*Opdrachten*
1. Beantwoord met behulp van de brontekst de volgende vragen:
(a) Op welke datum is de uitspraak gepubliceerd?
(b) Welke nationaliteit heeft de eiser?
(c) In welke branche had de eiser zijn onderneming?
2. Vat de alinea uit de brontekst die begint met "In deze zaak heeft de Rechtbank Den Haag" beknopter samen en behoud daarbij de belangrijkste feiten.
3. Neem het gedeelte van de brontekst letterlijk over dat loopt van "Afwijzing verblijfsvergunning voor" tot en met "onvoldoende was onderbouwd.", beide inbegrepen.

*Brontekst*
--*--

ECLI:NL:RBDHA:2022:3131

Rechtbank Den Haag

Datum uitspraak
20 januari 2022
Publicatiedatum
6 april 2022
Zaaknummer
AWB 21/3947 en AWB 21/3948
Instantie
Rechtbank Den Haag
Type
Uitspraak
Rechtsgebied
Bestuursrecht; Vreemdelingenrecht
Procedures
  • Eerste aanleg - enkelvoudig
Rechters
Vindplaatsen
  • Rechtspraak.nl
AI samenvatting door LexboostAutomatisch gegenereerd

Afwijzing verblijfsvergunning voor arbeid als zelfstandige door ontoereikende markt- en concurrentieanalyse

In deze zaak heeft de Rechtbank Den Haag op 20 januari 2022 uitspraak gedaan in een geschil tussen een eiser met de Turkse nationaliteit en de Staatssecretaris van Justitie en Veiligheid. Eiser, die sinds 2018 in Nederland verblijft als kennismigrant, had een aanvraag ingediend voor een verblijfsvergunning voor arbeid als zelfstandige. De aanvraag werd afgewezen door verweerder, die stelde dat het ondernemingsplan van eiser een ontoereikende markt- en concurrentieanalyse bevatte. Eiser had zijn onderneming in de risico management branche, maar verweerder oordeelde dat de informatie over de specifieke markt, de doelgroep en het onderscheidend vermogen van de onderneming onvoldoende was onderbouwd.

--*--

*Aangeleverd materiaal*
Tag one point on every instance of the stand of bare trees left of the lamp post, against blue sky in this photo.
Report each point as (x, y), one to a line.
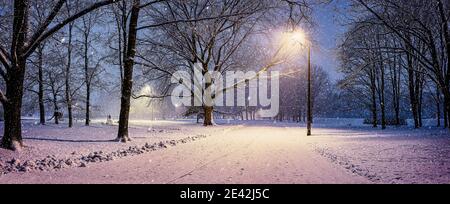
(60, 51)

--*--

*Antwoorden*
1.
(a) 6 april 2022
(b) De Turkse nationaliteit
(c) De risico management branche

2. Op 20 januari 2022 deed de Rechtbank Den Haag uitspraak in een geschil tussen een eiser met de Turkse nationaliteit en de Staatssecretaris van Justitie en Veiligheid. De eiser verblijft sinds 2018 als kennismigrant in Nederland en vroeg een verblijfsvergunning aan voor arbeid als zelfstandige. Verweerder wees de aanvraag af. Volgens verweerder bevatte het ondernemingsplan voor zijn onderneming in de risico management branche een ontoereikende markt- en concurrentieanalyse, omdat de informatie over de specifieke markt, de doelgroep en het onderscheidend vermogen onvoldoende was onderbouwd.

3.
Afwijzing verblijfsvergunning voor arbeid als zelfstandige door ontoereikende markt- en concurrentieanalyse

In deze zaak heeft de Rechtbank Den Haag op 20 januari 2022 uitspraak gedaan in een geschil tussen een eiser met de Turkse nationaliteit en de Staatssecretaris van Justitie en Veiligheid. Eiser, die sinds 2018 in Nederland verblijft als kennismigrant, had een aanvraag ingediend voor een verblijfsvergunning voor arbeid als zelfstandige. De aanvraag werd afgewezen door verweerder, die stelde dat het ondernemingsplan van eiser een ontoereikende markt- en concurrentieanalyse bevatte. Eiser had zijn onderneming in de risico management branche, maar verweerder oordeelde dat de informatie over de specifieke markt, de doelgroep en het onderscheidend vermogen van de onderneming onvoldoende was onderbouwd.